Unfortunately, Twitter brand accounts are a much smaller concern in modern corporate marketing than issues such as influencer sponsorships. While Twitter brand accounts create a subliminal presence, influencer sponsorships exploit the trust followers have in public figures. The way that sponsorships on social media platforms work are likely unique to many. Companies will send a product or service to a person with a large following on social media such as Youtube, TikTok, or Instagram, sometimes accompanied by monetary compensation, in exchange for the influencer featuring the product on their social media. There are two categories of this occurrence: the most forgivable and lowest level of sponsorship is the one commonly found on Youtube. A Youtube content creator will sell 10-30 seconds of the video to include an advertisement for a good or service and then will continue on with their content that is entirely unrelated to the advertisement at hand.

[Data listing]
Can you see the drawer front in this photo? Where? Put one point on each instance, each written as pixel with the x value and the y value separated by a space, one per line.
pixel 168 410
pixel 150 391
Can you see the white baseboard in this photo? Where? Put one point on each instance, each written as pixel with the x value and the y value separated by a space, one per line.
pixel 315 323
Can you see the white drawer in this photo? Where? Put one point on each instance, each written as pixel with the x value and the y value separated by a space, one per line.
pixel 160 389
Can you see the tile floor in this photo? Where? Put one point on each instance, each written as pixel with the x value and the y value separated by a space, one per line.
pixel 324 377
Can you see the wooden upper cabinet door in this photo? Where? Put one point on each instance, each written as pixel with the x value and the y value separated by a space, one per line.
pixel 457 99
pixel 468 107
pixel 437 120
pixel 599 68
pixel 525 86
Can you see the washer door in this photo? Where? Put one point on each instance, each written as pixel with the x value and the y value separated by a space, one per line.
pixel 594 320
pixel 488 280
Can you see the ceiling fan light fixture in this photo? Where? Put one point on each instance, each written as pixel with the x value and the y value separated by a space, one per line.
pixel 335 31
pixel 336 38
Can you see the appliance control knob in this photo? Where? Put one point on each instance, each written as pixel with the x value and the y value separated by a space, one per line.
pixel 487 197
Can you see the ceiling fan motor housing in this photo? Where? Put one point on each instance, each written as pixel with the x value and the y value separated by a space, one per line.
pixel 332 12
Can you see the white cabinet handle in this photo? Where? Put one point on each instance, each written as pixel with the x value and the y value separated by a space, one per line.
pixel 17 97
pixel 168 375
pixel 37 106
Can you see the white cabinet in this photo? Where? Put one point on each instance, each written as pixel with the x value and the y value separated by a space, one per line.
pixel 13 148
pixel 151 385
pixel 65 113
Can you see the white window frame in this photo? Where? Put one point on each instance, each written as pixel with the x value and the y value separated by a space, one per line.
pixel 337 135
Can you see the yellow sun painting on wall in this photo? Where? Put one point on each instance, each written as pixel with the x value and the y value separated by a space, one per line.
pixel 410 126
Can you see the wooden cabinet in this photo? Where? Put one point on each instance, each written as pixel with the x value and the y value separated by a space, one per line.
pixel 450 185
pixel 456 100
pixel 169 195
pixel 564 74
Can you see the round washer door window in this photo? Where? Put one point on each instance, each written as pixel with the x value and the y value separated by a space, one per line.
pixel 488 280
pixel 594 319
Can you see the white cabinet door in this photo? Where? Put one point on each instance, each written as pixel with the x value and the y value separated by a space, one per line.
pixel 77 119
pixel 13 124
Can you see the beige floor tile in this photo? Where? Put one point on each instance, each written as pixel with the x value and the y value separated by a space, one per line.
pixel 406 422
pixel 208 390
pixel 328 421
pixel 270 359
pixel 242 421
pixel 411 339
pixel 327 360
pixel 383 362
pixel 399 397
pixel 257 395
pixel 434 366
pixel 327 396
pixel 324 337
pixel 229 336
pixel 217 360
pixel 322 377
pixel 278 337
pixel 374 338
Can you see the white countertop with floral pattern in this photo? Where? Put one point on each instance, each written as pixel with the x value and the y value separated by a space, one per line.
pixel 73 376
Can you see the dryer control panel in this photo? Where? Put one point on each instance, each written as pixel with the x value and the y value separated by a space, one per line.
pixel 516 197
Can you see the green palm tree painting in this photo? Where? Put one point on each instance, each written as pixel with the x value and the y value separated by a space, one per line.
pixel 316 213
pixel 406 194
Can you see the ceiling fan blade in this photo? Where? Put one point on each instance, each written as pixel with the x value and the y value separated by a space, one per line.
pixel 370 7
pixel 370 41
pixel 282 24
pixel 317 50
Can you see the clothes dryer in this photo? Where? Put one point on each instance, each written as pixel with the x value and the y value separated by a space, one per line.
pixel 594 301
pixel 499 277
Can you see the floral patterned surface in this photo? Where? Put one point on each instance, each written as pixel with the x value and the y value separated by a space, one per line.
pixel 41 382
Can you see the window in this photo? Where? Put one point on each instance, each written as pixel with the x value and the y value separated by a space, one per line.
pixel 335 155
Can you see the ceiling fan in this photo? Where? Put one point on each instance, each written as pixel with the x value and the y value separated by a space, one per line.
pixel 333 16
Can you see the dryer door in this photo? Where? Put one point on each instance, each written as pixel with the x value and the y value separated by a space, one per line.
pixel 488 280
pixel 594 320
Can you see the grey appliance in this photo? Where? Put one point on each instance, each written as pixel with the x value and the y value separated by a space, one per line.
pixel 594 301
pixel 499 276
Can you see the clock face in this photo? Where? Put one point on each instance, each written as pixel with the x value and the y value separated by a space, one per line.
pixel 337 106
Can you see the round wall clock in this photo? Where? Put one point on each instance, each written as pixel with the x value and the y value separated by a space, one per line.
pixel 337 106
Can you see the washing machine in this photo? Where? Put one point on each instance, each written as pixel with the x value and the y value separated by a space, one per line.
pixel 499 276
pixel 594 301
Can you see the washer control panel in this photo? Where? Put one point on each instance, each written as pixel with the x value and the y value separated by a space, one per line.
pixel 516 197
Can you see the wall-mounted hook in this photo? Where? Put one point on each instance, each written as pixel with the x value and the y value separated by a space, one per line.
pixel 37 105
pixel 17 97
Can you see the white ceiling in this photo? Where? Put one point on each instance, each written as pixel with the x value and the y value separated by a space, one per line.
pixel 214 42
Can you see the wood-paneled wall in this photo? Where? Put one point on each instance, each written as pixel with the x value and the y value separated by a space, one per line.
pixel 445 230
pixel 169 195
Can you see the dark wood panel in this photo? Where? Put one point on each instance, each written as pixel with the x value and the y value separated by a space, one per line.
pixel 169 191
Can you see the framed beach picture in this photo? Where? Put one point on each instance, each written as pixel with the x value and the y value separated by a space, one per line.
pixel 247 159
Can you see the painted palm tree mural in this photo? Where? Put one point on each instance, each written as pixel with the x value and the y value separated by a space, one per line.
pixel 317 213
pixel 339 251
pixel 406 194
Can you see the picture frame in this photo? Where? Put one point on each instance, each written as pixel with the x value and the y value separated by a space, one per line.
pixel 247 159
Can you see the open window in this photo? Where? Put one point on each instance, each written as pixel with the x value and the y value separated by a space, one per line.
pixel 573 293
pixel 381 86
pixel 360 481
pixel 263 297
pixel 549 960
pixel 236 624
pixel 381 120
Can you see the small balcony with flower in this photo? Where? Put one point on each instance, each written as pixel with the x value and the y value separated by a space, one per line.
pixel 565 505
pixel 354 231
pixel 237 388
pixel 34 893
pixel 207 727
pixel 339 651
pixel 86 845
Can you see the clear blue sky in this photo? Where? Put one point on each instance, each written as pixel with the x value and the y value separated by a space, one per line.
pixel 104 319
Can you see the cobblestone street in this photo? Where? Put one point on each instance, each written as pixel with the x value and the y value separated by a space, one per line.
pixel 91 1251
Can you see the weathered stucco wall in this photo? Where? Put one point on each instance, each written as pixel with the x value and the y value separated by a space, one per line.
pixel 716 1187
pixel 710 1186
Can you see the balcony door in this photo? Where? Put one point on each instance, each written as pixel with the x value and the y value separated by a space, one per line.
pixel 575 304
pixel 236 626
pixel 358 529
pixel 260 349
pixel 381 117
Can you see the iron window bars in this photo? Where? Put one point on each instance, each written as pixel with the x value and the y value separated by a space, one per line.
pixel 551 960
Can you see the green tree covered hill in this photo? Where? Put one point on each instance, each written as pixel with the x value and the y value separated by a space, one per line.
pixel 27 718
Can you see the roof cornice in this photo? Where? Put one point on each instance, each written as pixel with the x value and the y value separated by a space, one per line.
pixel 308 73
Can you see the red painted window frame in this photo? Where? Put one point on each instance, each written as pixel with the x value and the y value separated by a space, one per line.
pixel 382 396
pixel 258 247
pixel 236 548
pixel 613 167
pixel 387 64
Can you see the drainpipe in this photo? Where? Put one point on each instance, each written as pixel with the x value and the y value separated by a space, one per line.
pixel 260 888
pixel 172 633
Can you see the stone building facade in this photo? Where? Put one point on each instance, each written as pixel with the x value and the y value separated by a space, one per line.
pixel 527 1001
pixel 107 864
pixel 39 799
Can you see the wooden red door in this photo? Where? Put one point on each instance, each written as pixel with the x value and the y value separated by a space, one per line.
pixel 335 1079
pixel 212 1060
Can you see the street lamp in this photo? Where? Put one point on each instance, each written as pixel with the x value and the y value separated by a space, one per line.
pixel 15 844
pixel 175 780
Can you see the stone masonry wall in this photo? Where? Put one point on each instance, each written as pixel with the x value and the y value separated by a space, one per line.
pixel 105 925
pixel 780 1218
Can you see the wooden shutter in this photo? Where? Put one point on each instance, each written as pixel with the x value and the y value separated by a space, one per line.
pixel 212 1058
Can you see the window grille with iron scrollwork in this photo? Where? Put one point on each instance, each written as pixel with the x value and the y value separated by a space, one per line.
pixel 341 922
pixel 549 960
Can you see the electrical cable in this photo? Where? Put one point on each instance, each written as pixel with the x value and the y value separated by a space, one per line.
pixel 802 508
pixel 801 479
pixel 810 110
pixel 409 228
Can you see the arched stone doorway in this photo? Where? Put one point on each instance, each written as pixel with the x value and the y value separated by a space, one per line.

## PARTS OF THE EXERCISE:
1. According to the passage on influencer sponsorships, how much of a video does a Youtube content creator sell to include an advertisement?
2. Update the entries from the start of the data listing through the line holding "pixel 65 113", inclusive, replacing each "white" with "ivory" and leaving everything else unchanged.

## RESPONSES BY TASK:
1. 10-30 seconds.

2.
Can you see the drawer front in this photo? Where? Put one point on each instance, each written as pixel with the x value and the y value separated by a space, one per line.
pixel 168 410
pixel 150 391
Can you see the ivory baseboard in this photo? Where? Put one point on each instance, each written as pixel with the x value and the y value separated by a space, one per line.
pixel 315 323
Can you see the ivory drawer in this photo? Where? Put one point on each instance, each written as pixel with the x value and the y value separated by a space, one per line.
pixel 160 389
Can you see the tile floor in this photo? Where? Put one point on each instance, each written as pixel with the x value and the y value separated by a space, one per line.
pixel 324 377
Can you see the wooden upper cabinet door in this photo? Where? Put one point on each instance, each written as pixel with the x value and the y value separated by a space, one per line.
pixel 457 99
pixel 468 107
pixel 437 120
pixel 599 68
pixel 525 86
Can you see the washer door in this photo? Where? Put one point on each instance, each written as pixel with the x value and the y value separated by a space, one per line.
pixel 594 320
pixel 488 280
Can you see the ceiling fan light fixture in this photo? Where? Put one point on each instance, each written as pixel with the x value and the y value separated by a space, one per line.
pixel 335 31
pixel 336 38
Can you see the appliance control knob in this photo? Where? Put one point on each instance, each written as pixel with the x value and the y value separated by a space, one per line.
pixel 487 197
Can you see the ceiling fan motor housing in this photo? Where? Put one point on each instance, each written as pixel with the x value and the y value separated by a space, one per line.
pixel 332 12
Can you see the ivory cabinet handle in this photo? Where? Put one point on each instance, each written as pixel with the x value and the y value separated by a space, one per line.
pixel 17 97
pixel 168 375
pixel 37 106
Can you see the ivory cabinet in this photo? Where? Put one point on each instance, each written as pixel with the x value and the y value separated by a space, one per line.
pixel 13 148
pixel 151 385
pixel 65 113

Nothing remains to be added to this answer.